SELECTED TEXT Start Marker

How anti-trust law could affect mental health
Approximately two years ago, Gov. Pritzker signed into law a permanent expansion of telehealth services in Illinois. One of the most consequential and helpful pieces of legislation stemming from the COVID-19 pandemic, the law requires that insurance companies provide coverage for virtual mental health and substance use treatment services.
The consequences of this legislation are significant, particularly against the backdrop of growing crises spanning mental health, trauma and addictive disorders. The widespread availability of telehealth is critical: It expands opportunities for early intervention, removes geographic and logistical barriers to care and maximizes workforce efficiency in mental health. As a result, more people have access to potentially lifesaving treatments.
It's critical, then, that we ensure current proposals circulating in Congress related to tech industry reform do not unintentionally undercut the security and advancement these tools that so many have come to rely on. The language contained in these bills is concerningly broad - their intent is to guard against antitrust practices, but they have the potential to undercut important workflow processes as collateral damage.
For example: I currently pay an extra fee to my electronic medical record provider for integrated telehealth. If this integration is deemed as non-competitive, the process of conducting telehealth sessions becomes instantly more complicated for both myself and my patients. Or if Google referencing its own integrated tools is viewed as anti-competitive, potential patients may no longer be able to see Google reviews of providers when looking them up on Google Maps or Search.
Pursuing blanket policies without a deeper understanding of consequences is counterproductive. These changes require a scalpel, not a chain saw. A competitive market for any industry is important but must not come at the expense of small businesses like mental health providers.

SELECTED TEXT End Marker
INFORMATION GIVEN Start Marker

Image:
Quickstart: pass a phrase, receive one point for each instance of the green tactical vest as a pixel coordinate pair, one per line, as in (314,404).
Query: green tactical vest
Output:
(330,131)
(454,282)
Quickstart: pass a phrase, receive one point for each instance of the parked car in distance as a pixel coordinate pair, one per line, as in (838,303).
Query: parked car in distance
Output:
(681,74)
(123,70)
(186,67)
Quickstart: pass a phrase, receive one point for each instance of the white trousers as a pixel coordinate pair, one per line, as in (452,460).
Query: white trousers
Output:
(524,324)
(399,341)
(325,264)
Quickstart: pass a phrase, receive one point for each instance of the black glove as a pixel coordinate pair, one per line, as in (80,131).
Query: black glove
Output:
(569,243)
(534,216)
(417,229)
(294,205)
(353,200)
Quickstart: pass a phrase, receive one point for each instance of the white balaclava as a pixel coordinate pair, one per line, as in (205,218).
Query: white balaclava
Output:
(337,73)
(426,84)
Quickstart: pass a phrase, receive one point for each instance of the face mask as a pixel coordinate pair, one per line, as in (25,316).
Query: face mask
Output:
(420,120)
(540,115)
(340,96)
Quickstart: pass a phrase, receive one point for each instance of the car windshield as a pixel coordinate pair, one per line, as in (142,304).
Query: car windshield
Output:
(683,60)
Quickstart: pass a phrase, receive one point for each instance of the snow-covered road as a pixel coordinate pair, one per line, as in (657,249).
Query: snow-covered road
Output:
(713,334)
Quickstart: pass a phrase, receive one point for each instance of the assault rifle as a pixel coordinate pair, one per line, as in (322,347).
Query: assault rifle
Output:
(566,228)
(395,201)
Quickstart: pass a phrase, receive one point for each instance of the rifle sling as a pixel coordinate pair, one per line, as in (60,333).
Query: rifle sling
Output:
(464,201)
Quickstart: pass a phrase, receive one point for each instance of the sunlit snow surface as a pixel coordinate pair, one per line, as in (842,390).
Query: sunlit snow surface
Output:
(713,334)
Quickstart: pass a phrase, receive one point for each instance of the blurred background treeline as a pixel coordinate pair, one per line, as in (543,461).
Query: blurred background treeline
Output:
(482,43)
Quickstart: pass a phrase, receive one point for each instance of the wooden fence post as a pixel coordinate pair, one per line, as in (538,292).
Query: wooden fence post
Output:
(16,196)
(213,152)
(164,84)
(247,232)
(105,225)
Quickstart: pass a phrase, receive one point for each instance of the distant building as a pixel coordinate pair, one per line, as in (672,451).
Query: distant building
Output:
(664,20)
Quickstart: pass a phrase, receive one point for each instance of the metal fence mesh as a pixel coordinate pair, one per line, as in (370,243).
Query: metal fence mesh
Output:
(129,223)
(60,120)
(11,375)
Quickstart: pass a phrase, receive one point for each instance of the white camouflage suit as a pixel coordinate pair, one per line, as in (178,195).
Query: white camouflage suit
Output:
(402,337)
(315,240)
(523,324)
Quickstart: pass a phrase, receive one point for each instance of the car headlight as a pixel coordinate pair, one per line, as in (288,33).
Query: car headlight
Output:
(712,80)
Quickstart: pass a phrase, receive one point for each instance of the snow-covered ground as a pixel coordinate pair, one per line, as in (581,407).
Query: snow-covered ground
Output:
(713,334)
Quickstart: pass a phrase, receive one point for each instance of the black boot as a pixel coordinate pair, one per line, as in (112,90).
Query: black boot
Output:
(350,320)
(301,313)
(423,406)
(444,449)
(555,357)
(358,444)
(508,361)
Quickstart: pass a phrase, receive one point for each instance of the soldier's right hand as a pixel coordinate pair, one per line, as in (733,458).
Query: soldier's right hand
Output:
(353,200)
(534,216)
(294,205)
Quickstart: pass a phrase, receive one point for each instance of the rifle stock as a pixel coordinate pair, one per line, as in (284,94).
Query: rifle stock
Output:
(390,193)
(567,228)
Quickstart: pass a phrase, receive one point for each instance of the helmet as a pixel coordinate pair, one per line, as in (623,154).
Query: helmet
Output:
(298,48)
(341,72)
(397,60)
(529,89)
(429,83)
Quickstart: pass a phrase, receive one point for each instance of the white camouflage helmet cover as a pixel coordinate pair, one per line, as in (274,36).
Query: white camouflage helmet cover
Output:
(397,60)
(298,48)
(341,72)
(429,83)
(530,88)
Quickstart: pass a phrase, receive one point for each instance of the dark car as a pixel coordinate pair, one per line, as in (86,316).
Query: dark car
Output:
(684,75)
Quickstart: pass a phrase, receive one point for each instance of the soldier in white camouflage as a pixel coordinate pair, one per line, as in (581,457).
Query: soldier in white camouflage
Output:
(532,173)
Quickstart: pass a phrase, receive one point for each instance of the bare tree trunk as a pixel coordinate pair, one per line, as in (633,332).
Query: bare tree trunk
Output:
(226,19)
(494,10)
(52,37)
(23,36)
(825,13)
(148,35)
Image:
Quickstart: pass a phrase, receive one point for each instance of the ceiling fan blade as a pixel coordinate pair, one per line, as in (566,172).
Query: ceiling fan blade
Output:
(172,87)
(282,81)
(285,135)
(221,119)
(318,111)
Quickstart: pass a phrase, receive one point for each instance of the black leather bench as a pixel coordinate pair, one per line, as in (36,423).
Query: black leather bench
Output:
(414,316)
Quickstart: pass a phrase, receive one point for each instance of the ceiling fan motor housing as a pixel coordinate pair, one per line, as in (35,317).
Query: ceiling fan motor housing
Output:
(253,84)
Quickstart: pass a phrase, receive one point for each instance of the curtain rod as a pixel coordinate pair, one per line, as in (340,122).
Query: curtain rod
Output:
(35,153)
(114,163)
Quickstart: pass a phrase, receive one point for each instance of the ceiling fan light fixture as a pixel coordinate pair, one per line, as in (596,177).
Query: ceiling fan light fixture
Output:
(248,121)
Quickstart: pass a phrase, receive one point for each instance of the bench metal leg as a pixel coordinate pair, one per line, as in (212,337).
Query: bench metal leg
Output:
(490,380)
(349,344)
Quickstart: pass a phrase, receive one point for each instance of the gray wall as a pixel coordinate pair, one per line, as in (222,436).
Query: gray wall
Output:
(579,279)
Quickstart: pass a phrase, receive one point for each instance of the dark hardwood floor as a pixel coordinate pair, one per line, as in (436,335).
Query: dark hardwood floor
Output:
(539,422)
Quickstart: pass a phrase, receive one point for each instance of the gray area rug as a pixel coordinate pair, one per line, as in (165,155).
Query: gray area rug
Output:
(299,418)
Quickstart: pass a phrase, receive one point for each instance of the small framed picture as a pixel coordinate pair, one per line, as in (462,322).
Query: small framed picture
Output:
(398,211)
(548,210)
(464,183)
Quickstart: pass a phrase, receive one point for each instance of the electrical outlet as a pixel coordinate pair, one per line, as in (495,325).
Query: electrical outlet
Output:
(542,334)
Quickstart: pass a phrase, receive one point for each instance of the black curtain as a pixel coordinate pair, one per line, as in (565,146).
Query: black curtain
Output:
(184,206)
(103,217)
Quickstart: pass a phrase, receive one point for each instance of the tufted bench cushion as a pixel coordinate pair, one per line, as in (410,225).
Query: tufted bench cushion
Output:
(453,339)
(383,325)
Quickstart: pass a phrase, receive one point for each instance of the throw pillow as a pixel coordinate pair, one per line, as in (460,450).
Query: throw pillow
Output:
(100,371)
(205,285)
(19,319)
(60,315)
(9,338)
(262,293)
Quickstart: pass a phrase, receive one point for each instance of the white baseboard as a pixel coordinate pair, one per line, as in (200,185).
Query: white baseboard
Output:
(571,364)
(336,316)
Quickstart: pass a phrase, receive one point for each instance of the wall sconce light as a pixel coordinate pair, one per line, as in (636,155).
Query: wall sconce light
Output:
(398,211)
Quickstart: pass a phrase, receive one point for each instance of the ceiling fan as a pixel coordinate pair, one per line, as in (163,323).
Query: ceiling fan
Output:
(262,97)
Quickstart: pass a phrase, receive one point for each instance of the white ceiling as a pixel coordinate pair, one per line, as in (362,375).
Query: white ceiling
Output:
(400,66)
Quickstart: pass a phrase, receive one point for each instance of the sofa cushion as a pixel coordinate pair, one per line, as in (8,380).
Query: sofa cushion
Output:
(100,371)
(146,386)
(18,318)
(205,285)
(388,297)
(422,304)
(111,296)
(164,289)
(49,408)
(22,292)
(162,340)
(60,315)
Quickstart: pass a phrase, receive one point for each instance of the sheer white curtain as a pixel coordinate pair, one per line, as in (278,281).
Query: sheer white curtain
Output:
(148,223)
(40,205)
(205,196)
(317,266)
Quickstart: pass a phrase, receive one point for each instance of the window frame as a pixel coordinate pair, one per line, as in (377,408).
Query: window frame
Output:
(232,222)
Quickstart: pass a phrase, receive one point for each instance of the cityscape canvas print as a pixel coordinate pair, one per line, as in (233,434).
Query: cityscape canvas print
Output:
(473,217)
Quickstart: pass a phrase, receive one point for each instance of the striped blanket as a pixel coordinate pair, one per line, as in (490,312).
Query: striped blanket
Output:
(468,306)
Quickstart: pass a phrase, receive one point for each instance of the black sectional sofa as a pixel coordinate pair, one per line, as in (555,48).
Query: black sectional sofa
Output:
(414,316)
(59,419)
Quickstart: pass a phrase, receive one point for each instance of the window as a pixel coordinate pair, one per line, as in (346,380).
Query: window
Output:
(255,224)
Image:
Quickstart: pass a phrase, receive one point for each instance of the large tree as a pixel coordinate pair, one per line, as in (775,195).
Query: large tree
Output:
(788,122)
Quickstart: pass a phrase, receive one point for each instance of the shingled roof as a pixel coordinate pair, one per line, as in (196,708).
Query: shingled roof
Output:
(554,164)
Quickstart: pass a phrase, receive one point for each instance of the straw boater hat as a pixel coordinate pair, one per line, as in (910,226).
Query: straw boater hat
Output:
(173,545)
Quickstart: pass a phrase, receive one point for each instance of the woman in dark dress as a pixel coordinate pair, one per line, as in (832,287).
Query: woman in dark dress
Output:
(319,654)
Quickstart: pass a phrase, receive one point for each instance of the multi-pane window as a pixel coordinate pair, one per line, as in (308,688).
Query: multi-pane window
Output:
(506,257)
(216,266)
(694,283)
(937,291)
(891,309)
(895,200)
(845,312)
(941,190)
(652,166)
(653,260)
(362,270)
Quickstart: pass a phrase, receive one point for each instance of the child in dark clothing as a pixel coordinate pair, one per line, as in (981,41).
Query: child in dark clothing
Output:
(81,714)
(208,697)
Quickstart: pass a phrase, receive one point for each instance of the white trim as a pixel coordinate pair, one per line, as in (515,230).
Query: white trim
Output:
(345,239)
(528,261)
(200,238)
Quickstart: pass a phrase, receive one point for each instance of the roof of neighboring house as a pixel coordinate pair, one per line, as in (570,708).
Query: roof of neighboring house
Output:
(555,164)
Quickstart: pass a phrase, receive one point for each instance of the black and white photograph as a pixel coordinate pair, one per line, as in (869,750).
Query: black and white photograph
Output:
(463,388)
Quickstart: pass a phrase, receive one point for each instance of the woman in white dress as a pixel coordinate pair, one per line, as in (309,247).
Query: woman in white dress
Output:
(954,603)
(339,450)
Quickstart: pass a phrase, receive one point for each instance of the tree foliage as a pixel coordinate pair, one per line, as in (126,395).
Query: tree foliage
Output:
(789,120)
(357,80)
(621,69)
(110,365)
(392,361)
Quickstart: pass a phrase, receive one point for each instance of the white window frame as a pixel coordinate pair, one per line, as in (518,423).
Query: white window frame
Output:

INFORMATION GIVEN End Marker

> EXERCISE REQUIREMENTS: Rewrite the piece on antitrust law and mental health between "The consequences of" and "as collateral damage.", inclusive, changing "Congress" to "the Senate".

> OUTPUT BELOW:
The consequences of this legislation are significant, particularly against the backdrop of growing crises spanning mental health, trauma and addictive disorders. The widespread availability of telehealth is critical: It expands opportunities for early intervention, removes geographic and logistical barriers to care and maximizes workforce efficiency in mental health. As a result, more people have access to potentially lifesaving treatments.
It's critical, then, that we ensure current proposals circulating in the Senate related to tech industry reform do not unintentionally undercut the security and advancement these tools that so many have come to rely on. The language contained in these bills is concerningly broad - their intent is to guard against antitrust practices, but they have the potential to undercut important workflow processes as collateral damage.